START SOURCE EXTRACT
[WITH CODE] Market Making: Avellaneda–Stoikov model

Can you manage inventory—or is it managing you? Optimizing every microsecond of exposure

May 06, 2025

Table of contens:

Introduction.
Limitations from Avellaneda-Stoikov framework.
Algorithmic architecture.
Optimal quotes.
Inventory management dynamics.
Avellaneda-Stoikov Implementation.
Model improvements and lines of research.

Introduction

Alright, let’s break this down like we’re chatting over coffee. You know how market making feels? It’s like playing high-speed whack-a-mole in a casino where the moles are microseconds, and the casino’s on fire. Your job? Be the guy who’s always shouting “I’ll buy!” and “I’ll sell!” at the same time, pocketing the spread—that tiny gap between bid and ask. Sounds simple, right? Nah. It’s a brutal game of razor-thin margins and oh crap moments.

Here’s the kicker: you want that spread as wide as possible to cash in, but go too wide and nobody trades with you. You’re just yelling into the void. Too tight? Congrats, you’re now the exit liquidity for every algo shark with a faster connection. And that’s just the warm-up.

Let’s talk risks. First up, directional risk. Imagine you buy 10,000 shares of Stock X at 50, planning to flip them quick at 50.05. But then earnings drop, and suddenly it’s tanking to $48. Now you’re stuck holding a bag of regret. Classic. Then there’s inventory risk—you’re supposed to stay neutral, like a Switzerland of liquidity. But sometimes you end up long or short, sweating bullets because every tick feels like a heart attack. It’s like juggling chainsaws while balancing on a yoga ball.

And don’t get me started on adverse selection. You post a juicy ask price, thinking you’re slick, but some HFT fratboy front-runs you, sniffing out a market move you didn’t see. Now your safe quote is a liability. Oh, and volatility? When markets go haywire, your models start crying.

So how do you survive? Back in the day, it was all gut instinct and superstition—like trading on a horoscope. Then Avellaneda-Stoikov dropped in 2008 and changed the game. Finally, math to the rescue! They turned market making into an optimization problem: balance inventory risk against spread profit, using stochastic calculus.

But Avellaneda-Stoikov has quite a few mistakes. In fact, I started discussing this topic with a colleague following a request from a subscriber. And today I'm bringing you some of the notes. I don't want to be too hard on the math, but there are indices everywhere these days.
END SOURCE EXTRACT
START DATASET SECTION
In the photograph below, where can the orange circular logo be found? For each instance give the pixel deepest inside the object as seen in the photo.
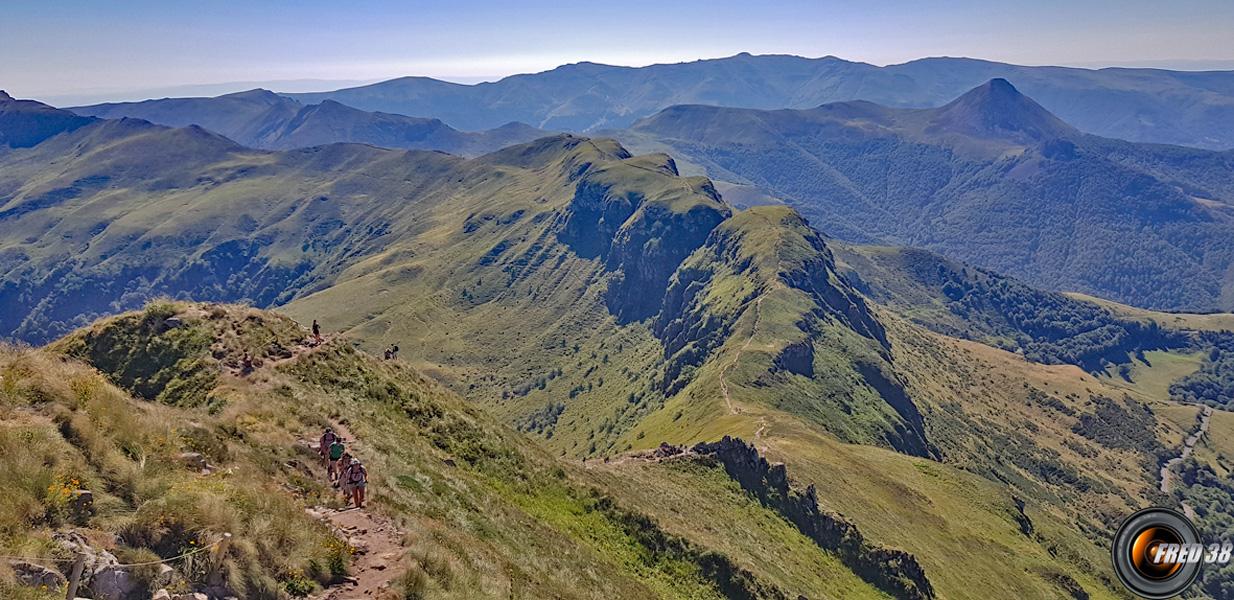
(1145, 548)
END DATASET SECTION
→ **PROBLEM REQUIREMENTS**: Rewrite everything in the market making article from "Algorithmic architecture." down to "just the warm-up.", substituting "arcade" for each instance of "casino". The data placed after the market making article are separate material, unconnected to it.

→ **CORRECT ANSWER**:
Algorithmic architecture.
Optimal quotes.
Inventory management dynamics.
Avellaneda-Stoikov Implementation.
Model improvements and lines of research.

Introduction

Alright, let’s break this down like we’re chatting over coffee. You know how market making feels? It’s like playing high-speed whack-a-mole in a arcade where the moles are microseconds, and the arcade’s on fire. Your job? Be the guy who’s always shouting “I’ll buy!” and “I’ll sell!” at the same time, pocketing the spread—that tiny gap between bid and ask. Sounds simple, right? Nah. It’s a brutal game of razor-thin margins and oh crap moments.

Here’s the kicker: you want that spread as wide as possible to cash in, but go too wide and nobody trades with you. You’re just yelling into the void. Too tight? Congrats, you’re now the exit liquidity for every algo shark with a faster connection. And that’s just the warm-up.